The latest Wedbush research report for stock investors, published Dec. 4, gave both solar companies neutral ratings. The report warns that expected lawsuits and delays in the approval process could significantly extend company timelines to construction. According to the Wedbush analysis, SunPower’s share price anticipated for the next 12 months is scaled back from $29 to $21.

And the escalating global market, particularly because of Chinese solar manufacturers, means First Solar and SunPower must build a lot of solar panels to stay competitive, explained Wedbush solar analyst Christine Hersey.

“Investors just need to realize it’s a hell of a lot more complicated than maybe they were previously thinking,” Hersey said, adding that the Carrizo projects are the largest U.S. projects ever proposed by either company.

Although the projects are the vanguard of a state and national push for green energy, they have come under intense scrutiny because of potential impacts to wildlife. Neither project has yet moved to the county’s approval process—both are still drafting environmental review documents.

In June 2009, a deliberative process began to unfold that potentially could undercut such large projects as the ones proposed in the Carrizo, and it originated in the Planning Commission.

Simultaneously, some critics were calling for Christie’s resignation as she and the other commissioners were redrafting the county’s General Plan. Over multiple meetings, the commissioners have been updating policies for the Conservation and Open Space Element of the plan. Some of the policy reforms focus on energy: namely what kind, where should power plants be built, and should there be large power plants or should we instead favor solar panels on rooftops? Should energy companies be required to avoid environmental impacts or merely offset them?

Such were the questions the commissioners pondered during the course of the early meetings. It was a rough start, but as the commissioners gained momentum in their review, Christie became the focal point in the most contested debates about the new energy policies. Indeed, Christie provided the groundwork for the current version of policies with a draft she wrote based on public comments—if only because no one else brought language to the table. Though the commissioners continued to work from Christie’s draft, she personally caught so much flak she felt obligated to explain what she had provided. “They’re not necessarily my edits,” Christie said on July 6. “They’re a reflection of the public’s input.”

◆ ◆ ◆ ◆

• [Given task 1]: Extract each line of the records that contains the string "attached".

• [Image annotation data]:
◆ ◆ ◆ ◆

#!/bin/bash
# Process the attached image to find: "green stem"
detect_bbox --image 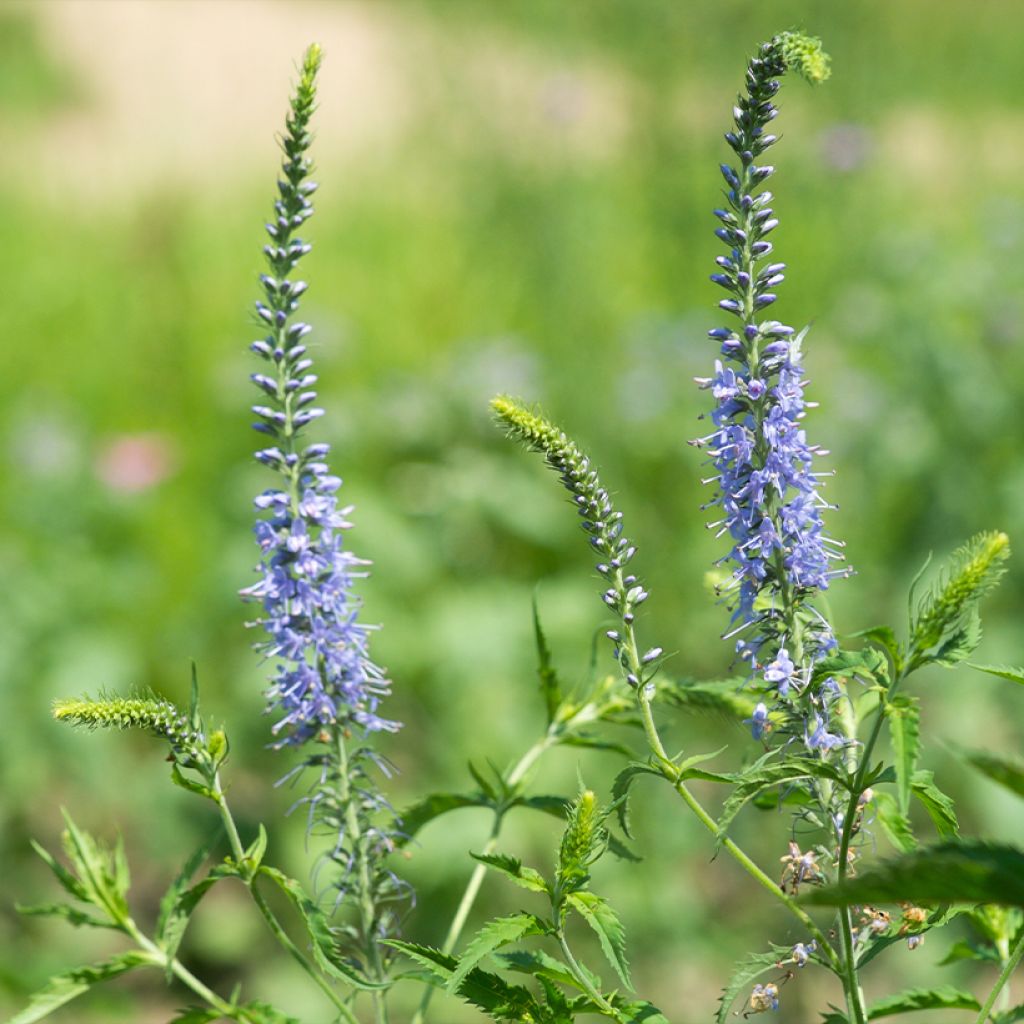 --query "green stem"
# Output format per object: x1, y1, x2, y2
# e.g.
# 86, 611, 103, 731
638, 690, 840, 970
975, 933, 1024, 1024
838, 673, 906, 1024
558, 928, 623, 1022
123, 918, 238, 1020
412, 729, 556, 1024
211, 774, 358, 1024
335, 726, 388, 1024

◆ ◆ ◆ ◆

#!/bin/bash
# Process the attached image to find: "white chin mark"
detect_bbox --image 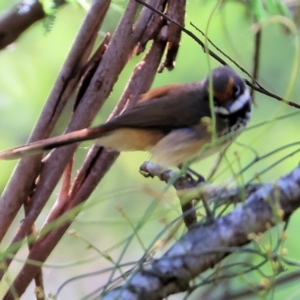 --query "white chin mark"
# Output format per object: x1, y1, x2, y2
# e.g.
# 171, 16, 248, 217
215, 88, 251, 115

◆ ◆ ◆ ◆

• [Given task 2]: Proceed with the article about the Carrizo solar projects, writing what comes after its last sentence.

• [Expected answer 1]:
# Process the attached image to find: "green stem"
# Process the attached image to find: "white chin mark"

• [Expected answer 2]:
But what the public wanted and what some commissioners were willing to concede were mostly disparate. Some policy language gave preference to distributed power sources—solar panels on rooftops—instead of large local industrial solar plants. Other bits of wording went a bit beyond historical county guidelines by saying that in SLO County, new projects should avoid environmental impacts. Historically, commissioners and some county planners argued, projects are only expected to mitigate impacts. But asking developers to avoid impacts may preclude some projects from passing county standards.

“My guess is four of us are a little more on the side of accepting that there may be some trade-offs,” Commissioner Anne Wyatt said. In other words, the policies Christie proposed went too far.

Commissioner Carlyn Christianson also warned the policies might restrict projects from moving through the county’s approval process. But Christie countered, laughing as though she was going crazy, “So nothing in this document is going to prohibit anything from happening. All this document is going to do is to lay out a general path. These are general guidelines.”

She continued, “And I’m getting a little bit of a sense that we’re trying to craft this document to meet the needs of some specific applicants, which I think is completely inappropriate.”

By July 23, representatives from the solar companies were attending the meetings in person and submitting letters on the record urging the county to pull back on the restrictions.

As the commissioners wrapped up the energy element, they tentatively approved the language, but left it on uncertain ground. Surprisingly, Christianson and Wyatt, who are both part of the Democratic 3-2 majority, actually apologized as they closed the books on the energy element.

“I do not feel that some of the decisions made by the commission are things I do agree with, but I do think the Board of Supervisors will have a chance to review some of those decisions made by the commission,” Christianson said.

On Dec. 17, Christie and the rest of the commission are scheduled to finalize the new General Plan elements. Some commissioners hinted they want to revise the earlier language and gut the suggestions Christie included.

It is an undeniably tense issue for the commission, so significant that solar representatives have been drawn into the debate before their projects go up for public review.

“There’s been quite a bit of discussion about Sarah’s role as chairman of the Planning Commission and her extensive involvement in revising the open space element of the county’s General Plan,” said Chris Crotty of Crotty Consulting in San Diego.

NOT WORTH IT ANYMORE
Supervisor Jim Patterson long withstood pressure to remove Planning Commissioner Sarah Christie, but something or someone recently changed his mind.
PHOTO BY STEVE E. MILLER
Crotty’s name might sound familiar for two reasons. First, he has a long history as a political consultant in SLO County, having guided the election campaigns of Supervisors Patterson, Adam Hill, and Bruce Gibson. And second, SunPower recently hired Crotty as a consultant.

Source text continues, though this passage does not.